Entries shown:
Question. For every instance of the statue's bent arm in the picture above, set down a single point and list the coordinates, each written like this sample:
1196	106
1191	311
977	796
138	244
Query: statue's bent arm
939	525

Task details: All of the data shown above must be copied exactly.

Exercise result:
Question. For every instance of the statue's bent arm in the picture above, set down a single point and list the coordinates, each written like this sample:
1196	106
1191	311
977	796
138	244
Query: statue's bent arm
939	525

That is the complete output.